• _WORK TO BE COMPLETED_
Gather each line of the items below that contains the word "checkered", and copy those lines out in full.
:::::
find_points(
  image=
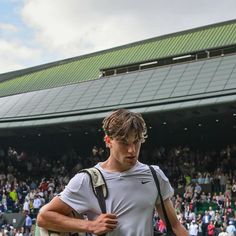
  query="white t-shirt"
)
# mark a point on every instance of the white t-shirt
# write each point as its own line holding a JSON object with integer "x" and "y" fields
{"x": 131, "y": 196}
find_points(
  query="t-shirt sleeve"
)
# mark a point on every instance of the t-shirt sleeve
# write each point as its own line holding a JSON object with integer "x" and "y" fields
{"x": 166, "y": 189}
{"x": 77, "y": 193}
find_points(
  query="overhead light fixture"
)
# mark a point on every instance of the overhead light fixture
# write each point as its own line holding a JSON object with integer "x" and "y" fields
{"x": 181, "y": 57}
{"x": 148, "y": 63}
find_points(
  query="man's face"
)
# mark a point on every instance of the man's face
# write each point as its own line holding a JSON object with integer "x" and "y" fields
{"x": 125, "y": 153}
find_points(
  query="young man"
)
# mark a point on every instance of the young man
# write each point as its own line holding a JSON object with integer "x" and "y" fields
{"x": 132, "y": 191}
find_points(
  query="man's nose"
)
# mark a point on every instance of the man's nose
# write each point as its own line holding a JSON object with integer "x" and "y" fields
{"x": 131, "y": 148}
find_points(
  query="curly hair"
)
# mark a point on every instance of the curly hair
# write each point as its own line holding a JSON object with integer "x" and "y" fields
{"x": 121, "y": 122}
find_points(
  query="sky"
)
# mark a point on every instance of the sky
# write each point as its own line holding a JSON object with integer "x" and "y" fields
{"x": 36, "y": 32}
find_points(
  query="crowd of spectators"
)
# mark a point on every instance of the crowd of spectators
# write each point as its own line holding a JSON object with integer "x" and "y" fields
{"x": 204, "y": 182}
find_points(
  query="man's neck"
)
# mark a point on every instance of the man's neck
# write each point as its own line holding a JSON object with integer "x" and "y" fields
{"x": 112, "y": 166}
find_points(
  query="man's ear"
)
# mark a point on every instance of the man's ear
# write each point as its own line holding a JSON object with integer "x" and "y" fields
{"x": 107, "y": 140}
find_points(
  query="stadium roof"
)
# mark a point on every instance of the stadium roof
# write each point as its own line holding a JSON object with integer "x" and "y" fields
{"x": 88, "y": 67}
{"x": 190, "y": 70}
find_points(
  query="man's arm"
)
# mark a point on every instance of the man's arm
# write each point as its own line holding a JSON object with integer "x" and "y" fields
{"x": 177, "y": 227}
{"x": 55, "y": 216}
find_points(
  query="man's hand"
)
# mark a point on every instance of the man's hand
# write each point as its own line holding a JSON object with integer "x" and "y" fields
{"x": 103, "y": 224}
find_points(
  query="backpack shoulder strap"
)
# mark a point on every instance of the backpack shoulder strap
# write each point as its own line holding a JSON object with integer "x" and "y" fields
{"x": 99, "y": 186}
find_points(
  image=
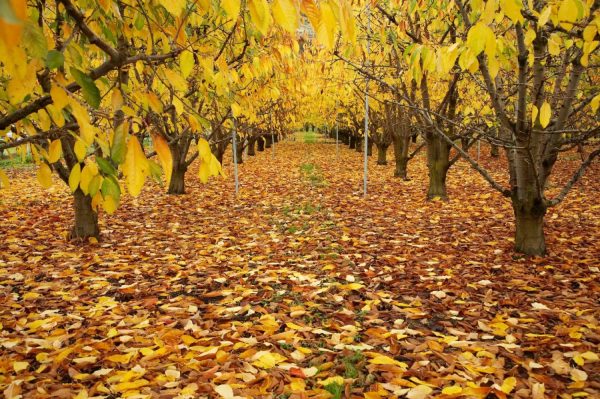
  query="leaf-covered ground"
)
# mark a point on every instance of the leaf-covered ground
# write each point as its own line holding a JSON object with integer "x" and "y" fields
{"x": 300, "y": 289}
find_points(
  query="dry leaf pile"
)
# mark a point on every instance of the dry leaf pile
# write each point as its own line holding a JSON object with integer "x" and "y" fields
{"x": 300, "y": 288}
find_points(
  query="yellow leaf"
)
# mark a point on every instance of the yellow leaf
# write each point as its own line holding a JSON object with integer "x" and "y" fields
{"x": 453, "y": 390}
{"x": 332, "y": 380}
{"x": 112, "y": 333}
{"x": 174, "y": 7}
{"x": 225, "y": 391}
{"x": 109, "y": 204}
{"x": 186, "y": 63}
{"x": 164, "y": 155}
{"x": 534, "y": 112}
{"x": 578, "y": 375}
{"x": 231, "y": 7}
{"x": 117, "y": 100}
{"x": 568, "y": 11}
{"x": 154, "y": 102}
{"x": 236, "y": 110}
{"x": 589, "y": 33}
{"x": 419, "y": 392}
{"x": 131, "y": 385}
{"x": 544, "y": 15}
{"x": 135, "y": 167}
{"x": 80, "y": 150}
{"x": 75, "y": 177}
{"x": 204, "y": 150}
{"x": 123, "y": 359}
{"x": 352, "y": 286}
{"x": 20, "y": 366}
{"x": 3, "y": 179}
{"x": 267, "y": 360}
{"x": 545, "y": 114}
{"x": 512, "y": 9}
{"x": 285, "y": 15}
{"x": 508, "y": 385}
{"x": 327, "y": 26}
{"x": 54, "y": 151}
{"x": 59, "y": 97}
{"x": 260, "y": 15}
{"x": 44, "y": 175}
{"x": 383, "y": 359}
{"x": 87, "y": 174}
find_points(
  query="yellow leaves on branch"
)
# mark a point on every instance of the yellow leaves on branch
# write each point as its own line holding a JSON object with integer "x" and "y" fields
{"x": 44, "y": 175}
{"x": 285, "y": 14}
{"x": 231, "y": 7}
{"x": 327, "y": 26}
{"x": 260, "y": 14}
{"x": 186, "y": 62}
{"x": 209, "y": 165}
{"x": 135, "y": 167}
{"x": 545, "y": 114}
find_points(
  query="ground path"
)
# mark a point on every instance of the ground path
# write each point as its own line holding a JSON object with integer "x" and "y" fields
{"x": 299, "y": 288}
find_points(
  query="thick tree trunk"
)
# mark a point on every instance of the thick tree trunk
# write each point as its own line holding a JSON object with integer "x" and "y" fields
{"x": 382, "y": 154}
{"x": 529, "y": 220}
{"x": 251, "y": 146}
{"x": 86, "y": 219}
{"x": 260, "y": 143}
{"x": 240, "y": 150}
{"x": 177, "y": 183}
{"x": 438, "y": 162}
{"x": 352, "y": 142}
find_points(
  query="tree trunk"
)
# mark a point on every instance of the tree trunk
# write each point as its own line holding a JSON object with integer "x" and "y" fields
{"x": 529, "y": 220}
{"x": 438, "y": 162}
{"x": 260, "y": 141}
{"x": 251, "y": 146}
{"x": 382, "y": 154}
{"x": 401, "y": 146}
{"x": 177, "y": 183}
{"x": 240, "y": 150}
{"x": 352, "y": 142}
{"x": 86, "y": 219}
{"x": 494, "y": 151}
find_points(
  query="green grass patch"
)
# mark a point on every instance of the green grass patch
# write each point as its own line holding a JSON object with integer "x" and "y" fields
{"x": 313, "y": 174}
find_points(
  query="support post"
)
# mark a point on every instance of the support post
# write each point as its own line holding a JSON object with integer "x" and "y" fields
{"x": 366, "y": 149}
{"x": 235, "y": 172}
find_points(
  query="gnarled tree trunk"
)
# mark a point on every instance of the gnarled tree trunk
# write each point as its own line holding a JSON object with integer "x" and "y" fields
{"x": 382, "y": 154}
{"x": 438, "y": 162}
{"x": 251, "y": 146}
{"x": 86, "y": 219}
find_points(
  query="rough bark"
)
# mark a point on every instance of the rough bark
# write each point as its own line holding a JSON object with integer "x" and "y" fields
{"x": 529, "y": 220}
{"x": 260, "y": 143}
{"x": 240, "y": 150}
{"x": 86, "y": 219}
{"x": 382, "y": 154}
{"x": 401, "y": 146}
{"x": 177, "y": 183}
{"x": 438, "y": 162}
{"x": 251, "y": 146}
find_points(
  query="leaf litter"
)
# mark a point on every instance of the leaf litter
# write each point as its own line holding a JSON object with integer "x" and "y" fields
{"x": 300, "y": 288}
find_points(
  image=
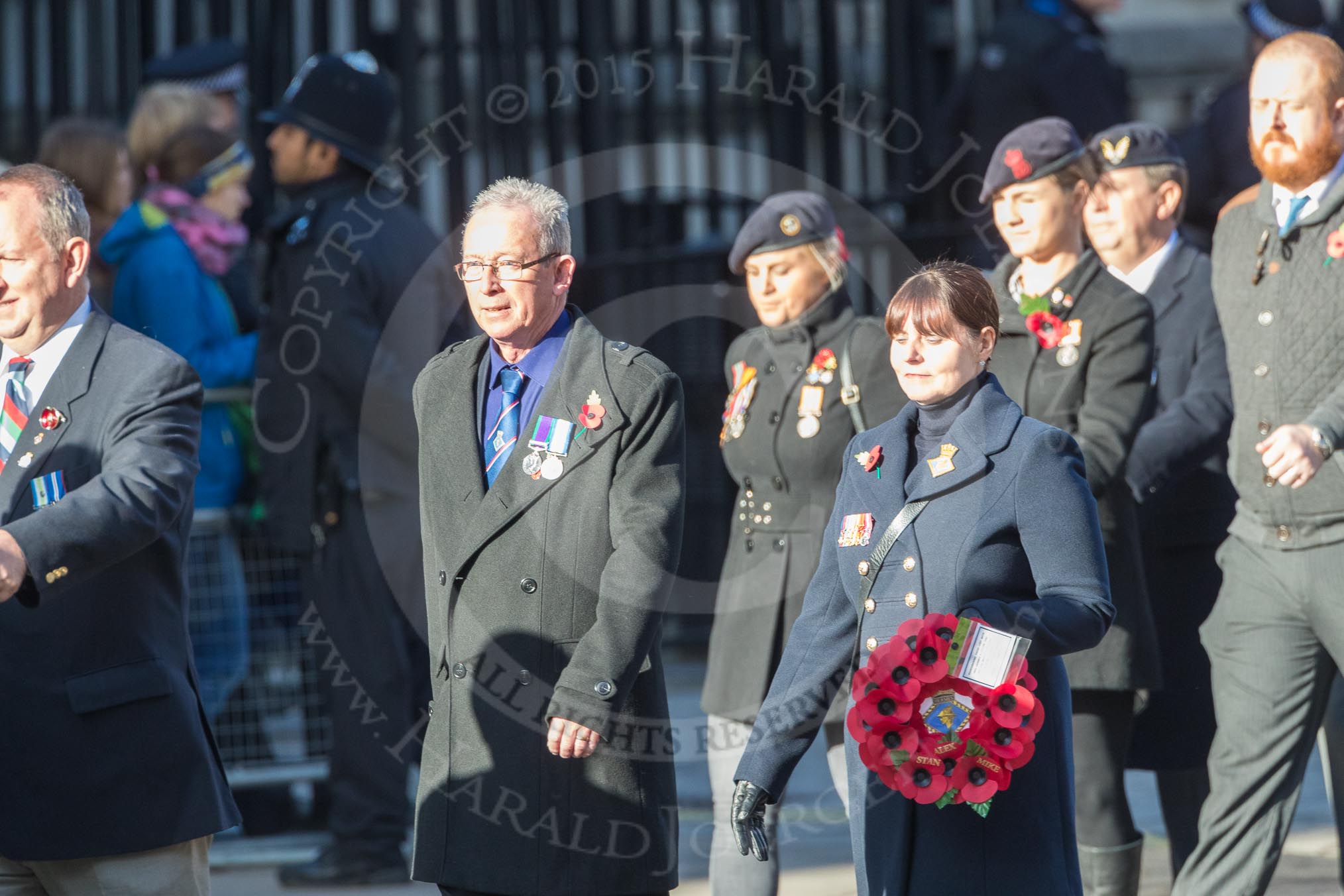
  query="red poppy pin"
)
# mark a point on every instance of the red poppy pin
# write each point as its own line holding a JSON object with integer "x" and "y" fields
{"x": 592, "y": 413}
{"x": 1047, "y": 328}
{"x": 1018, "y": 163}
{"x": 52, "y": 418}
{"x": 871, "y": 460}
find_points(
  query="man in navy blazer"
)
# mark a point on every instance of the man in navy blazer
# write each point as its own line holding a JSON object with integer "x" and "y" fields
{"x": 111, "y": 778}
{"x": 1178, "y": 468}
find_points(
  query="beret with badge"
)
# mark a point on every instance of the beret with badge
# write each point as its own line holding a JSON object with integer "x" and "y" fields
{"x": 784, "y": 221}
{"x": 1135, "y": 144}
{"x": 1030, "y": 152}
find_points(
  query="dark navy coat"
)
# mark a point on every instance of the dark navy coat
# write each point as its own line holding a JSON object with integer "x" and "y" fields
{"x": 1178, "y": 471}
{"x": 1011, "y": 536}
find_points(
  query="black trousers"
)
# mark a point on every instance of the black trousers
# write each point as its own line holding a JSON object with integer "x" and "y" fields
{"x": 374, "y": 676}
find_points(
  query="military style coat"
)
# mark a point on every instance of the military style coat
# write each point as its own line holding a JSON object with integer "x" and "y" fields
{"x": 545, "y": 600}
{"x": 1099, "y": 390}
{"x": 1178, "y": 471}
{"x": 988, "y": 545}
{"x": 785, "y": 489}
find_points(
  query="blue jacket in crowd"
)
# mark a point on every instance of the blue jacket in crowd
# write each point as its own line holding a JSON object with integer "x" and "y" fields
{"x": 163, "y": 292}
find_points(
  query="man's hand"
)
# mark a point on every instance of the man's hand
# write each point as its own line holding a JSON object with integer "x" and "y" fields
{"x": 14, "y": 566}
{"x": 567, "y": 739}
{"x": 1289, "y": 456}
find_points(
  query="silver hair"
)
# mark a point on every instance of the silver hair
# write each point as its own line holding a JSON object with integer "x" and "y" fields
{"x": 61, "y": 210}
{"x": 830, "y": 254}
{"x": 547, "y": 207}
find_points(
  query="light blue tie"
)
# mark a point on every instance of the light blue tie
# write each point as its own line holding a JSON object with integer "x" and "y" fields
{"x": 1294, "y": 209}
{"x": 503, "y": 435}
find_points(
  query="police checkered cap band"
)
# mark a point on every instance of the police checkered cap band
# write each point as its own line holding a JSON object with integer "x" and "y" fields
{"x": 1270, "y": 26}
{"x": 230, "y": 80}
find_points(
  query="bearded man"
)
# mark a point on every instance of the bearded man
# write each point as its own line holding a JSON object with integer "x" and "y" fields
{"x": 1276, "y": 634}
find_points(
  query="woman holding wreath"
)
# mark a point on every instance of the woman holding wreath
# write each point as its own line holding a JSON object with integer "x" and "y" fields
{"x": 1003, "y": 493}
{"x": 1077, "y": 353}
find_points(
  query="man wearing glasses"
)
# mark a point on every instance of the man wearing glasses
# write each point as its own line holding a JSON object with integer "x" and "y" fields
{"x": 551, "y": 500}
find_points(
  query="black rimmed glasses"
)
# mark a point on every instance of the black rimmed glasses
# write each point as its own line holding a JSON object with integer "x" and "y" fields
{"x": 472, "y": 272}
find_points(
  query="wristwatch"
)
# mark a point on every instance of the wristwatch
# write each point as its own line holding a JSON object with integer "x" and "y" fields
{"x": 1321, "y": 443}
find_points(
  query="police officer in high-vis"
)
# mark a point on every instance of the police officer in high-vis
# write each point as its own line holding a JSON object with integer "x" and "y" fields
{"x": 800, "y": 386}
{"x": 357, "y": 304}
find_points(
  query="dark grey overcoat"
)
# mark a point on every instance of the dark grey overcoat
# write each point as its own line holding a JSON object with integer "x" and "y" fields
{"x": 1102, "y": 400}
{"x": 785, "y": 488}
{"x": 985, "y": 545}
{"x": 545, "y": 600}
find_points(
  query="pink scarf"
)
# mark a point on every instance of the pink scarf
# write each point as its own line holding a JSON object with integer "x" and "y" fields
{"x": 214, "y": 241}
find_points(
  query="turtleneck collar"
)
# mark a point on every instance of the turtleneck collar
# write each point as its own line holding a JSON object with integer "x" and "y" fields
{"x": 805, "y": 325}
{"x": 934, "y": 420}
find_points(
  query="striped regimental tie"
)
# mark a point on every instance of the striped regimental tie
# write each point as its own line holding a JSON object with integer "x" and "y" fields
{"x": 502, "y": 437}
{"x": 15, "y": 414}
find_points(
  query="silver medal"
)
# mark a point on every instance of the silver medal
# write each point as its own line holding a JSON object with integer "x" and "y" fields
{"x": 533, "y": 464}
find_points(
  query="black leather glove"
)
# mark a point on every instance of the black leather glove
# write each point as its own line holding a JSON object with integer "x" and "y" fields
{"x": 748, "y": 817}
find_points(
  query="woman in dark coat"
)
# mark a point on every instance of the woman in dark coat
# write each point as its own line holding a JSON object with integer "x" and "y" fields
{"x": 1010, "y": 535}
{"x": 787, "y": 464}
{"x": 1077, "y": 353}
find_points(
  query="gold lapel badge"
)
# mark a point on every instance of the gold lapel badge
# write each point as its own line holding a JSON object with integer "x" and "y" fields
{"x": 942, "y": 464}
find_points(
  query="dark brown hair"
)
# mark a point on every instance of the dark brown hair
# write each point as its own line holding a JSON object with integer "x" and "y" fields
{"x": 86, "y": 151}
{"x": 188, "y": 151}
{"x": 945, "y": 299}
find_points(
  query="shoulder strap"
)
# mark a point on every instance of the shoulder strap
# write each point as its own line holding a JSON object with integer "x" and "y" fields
:::::
• _CORRECT ANSWER_
  query="police checkered cap band"
# mark a point on every instance of the police checkered cap band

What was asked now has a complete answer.